## SHORT EXERCISE
How many lines of the data below contain the string "several"? Matching is case-sensitive. Reply with the number alone.

## ENTRIES
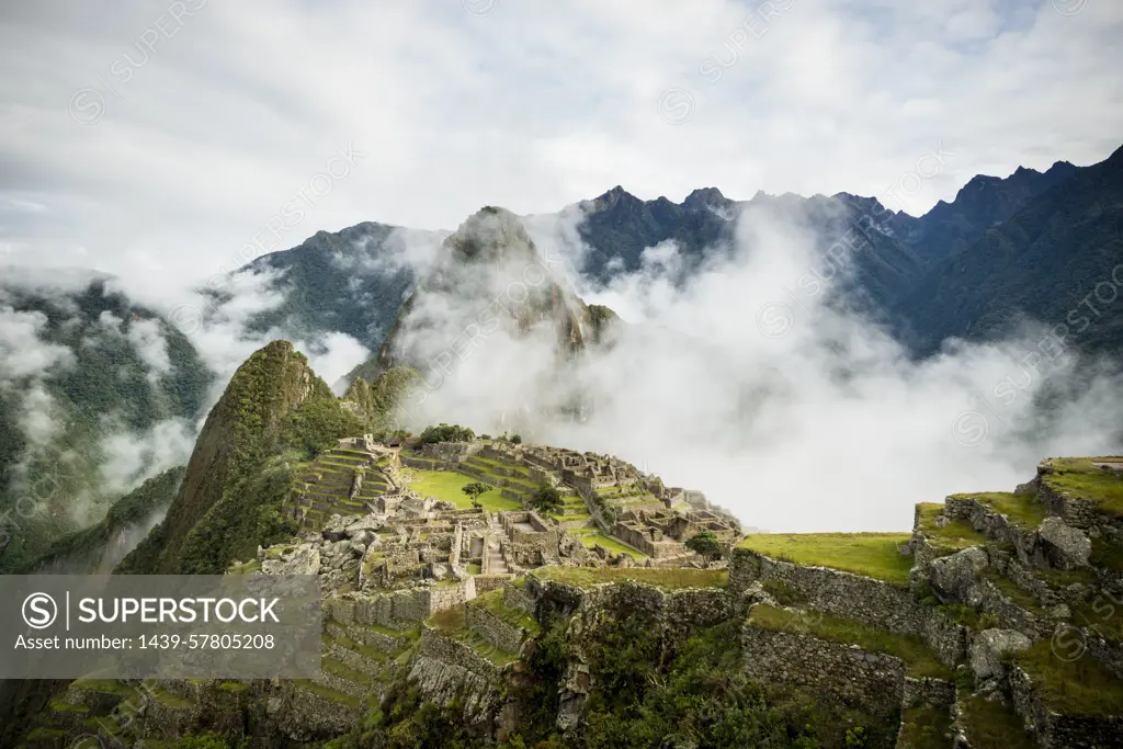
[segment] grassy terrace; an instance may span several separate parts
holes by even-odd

--

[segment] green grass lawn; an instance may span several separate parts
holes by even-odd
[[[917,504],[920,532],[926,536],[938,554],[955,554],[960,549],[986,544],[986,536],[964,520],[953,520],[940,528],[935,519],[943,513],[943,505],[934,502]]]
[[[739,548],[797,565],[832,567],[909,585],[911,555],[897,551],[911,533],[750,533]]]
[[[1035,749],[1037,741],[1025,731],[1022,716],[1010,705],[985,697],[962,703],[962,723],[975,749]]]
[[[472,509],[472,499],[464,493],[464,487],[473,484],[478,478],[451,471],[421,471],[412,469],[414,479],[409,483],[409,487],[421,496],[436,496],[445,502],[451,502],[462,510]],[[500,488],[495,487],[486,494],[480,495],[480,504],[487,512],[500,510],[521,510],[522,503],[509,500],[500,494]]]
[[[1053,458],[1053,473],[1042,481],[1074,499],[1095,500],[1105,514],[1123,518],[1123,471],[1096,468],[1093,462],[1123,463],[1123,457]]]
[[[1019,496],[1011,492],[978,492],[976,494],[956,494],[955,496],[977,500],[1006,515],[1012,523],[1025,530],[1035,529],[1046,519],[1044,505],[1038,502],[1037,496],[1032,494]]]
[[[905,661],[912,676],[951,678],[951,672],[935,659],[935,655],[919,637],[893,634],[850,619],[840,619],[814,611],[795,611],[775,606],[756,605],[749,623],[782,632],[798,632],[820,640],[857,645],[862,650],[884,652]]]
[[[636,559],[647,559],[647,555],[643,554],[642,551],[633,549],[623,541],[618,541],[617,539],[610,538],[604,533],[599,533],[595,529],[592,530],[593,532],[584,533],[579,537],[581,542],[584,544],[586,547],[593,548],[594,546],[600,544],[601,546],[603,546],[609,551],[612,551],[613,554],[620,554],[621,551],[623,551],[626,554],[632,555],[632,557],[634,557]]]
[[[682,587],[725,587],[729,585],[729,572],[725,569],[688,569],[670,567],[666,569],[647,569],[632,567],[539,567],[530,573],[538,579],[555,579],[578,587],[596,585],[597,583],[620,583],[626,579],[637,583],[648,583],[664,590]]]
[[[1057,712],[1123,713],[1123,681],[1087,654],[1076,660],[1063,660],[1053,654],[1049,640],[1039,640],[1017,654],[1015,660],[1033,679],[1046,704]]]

## SOLUTION TO THE EXERCISE
2